Matériel fourni:
■ ■ ■ ■ ■

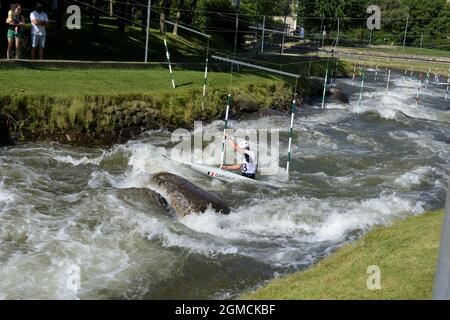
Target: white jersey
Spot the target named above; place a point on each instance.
(38, 30)
(249, 162)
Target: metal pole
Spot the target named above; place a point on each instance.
(237, 27)
(148, 29)
(406, 30)
(321, 24)
(324, 88)
(337, 39)
(282, 39)
(263, 34)
(323, 35)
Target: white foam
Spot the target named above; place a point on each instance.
(413, 177)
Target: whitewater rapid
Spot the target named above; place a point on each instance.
(354, 168)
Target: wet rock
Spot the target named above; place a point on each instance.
(126, 134)
(270, 112)
(5, 137)
(185, 197)
(146, 198)
(337, 95)
(246, 106)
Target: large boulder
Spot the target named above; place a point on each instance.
(146, 199)
(337, 95)
(185, 197)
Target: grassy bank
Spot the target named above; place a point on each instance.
(434, 67)
(41, 102)
(406, 253)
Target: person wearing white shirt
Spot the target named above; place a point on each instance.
(39, 22)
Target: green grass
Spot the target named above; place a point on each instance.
(80, 82)
(441, 68)
(406, 253)
(108, 44)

■ ■ ■ ■ ■

Votre objectif: Recopiez la partie du matériel qui commence à la ligne contenant « Target: green grass » et se termine à la fin du matériel, en remplaçant « green grass » par « tall grass ». Ne changez rien d'autre.

Votre réponse:
Target: tall grass
Spot the target named above; place a point on each instance.
(80, 82)
(441, 68)
(406, 253)
(108, 44)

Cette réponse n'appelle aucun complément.